╭──

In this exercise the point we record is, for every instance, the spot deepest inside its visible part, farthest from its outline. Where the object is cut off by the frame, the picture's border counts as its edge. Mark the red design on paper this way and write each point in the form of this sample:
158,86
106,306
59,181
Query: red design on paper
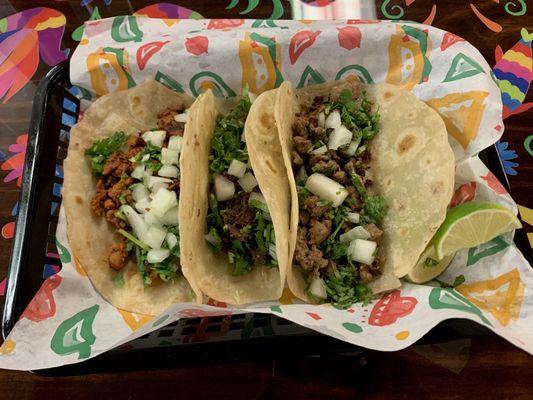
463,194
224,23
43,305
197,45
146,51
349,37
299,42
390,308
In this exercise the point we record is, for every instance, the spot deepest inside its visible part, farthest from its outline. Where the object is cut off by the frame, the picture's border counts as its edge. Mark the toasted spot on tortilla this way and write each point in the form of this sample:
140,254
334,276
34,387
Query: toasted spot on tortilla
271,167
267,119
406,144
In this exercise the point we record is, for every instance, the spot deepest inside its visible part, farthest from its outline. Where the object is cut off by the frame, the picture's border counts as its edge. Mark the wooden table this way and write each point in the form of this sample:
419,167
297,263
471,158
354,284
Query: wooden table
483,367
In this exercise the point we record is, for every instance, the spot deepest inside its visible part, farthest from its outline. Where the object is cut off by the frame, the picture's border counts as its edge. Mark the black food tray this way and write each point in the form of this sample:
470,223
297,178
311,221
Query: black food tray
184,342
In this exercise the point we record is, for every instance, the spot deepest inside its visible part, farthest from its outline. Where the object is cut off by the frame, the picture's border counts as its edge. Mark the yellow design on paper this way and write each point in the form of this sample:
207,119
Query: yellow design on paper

╰──

Work task
Working from the entries above, return all lines that contain "yellow".

Task result
In this exercise the point we record is, for every instance, the spot deepest inside its visible part, farthest from its outline. Where the object is cut off by the frame, the picture's border counts as its edge. Mark the yellow design on paper this way and write each point in the form of this sample:
Query: yellow design on paper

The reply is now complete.